---------- Supplied passage

Today's Gospel reading is about Jesus sending out seventy-two disciples to preach the good news of the Kingdom. Since Dominicans are called the Order of Preachers, these words must have something special to say to us. But every baptised person is called to spread the Gospel too, so there will also be a message here for everyone.
Jesus sends the disciples out in twos to visit all the towns and villages where he was planning to come himself. He does not let them settle down in those places, any more than he himself planned to settle down; he tells them to preach and then move on. Earlier he had resisted the inclination to stay at Capernaum, by saying, 'I must proclaim the good news of the kingdom of God to the other cities also; for I was sent for this purpose' (Luke 4:43). Immediately before his Ascension his final words were, 'Go and make disciples of all nations' (Matthew 28: 19).
In all this, there is a sense of movement, of pushing out the boundaries of those to whom the good news of Jesus has been preached, a strong sense of mission. This is reflected in what Jesus goes on to say to the disciples. Don't carry any luggage, and don't stop to gossip on the road. You are bearing a message of peace; spread it to as many people as possible. Be grateful for the food and support that people give you; give healing and love to the sick, and assure them that the kingdom of God is close to them. Don't waste your time with those who simply reject your message. Concentrate on the essential, the preaching of the good news, so that as many people as possible have the chance to hear and accept it.

--------------------

According to the Gospel reflection, where had Jesus earlier resisted the urge to stay?

---------- Listed entries

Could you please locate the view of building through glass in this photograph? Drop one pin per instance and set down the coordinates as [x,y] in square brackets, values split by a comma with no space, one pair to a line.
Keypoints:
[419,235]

--------------------
---------- Listed entries

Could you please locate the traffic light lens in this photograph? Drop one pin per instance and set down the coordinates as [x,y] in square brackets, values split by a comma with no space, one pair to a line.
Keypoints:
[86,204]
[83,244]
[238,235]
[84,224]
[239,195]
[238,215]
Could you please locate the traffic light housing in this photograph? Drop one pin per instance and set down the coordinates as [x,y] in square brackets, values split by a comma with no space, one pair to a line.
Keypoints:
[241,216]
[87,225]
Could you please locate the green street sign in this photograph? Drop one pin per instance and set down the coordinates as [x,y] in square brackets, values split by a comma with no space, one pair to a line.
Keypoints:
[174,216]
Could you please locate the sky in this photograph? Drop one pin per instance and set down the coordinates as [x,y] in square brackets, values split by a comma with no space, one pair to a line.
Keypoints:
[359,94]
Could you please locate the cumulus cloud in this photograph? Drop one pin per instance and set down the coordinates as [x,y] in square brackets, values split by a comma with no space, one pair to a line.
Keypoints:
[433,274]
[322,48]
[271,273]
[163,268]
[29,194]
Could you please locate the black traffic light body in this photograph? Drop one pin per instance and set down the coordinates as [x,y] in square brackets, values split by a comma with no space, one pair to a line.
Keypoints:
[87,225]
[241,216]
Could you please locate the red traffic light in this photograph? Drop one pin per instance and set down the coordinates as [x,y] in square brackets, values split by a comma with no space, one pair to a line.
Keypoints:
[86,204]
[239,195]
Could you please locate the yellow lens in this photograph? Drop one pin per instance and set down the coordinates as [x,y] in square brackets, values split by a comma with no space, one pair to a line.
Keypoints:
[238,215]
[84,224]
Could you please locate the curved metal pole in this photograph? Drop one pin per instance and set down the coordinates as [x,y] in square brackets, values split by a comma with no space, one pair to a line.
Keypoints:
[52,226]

--------------------

# Exercise response
Capernaum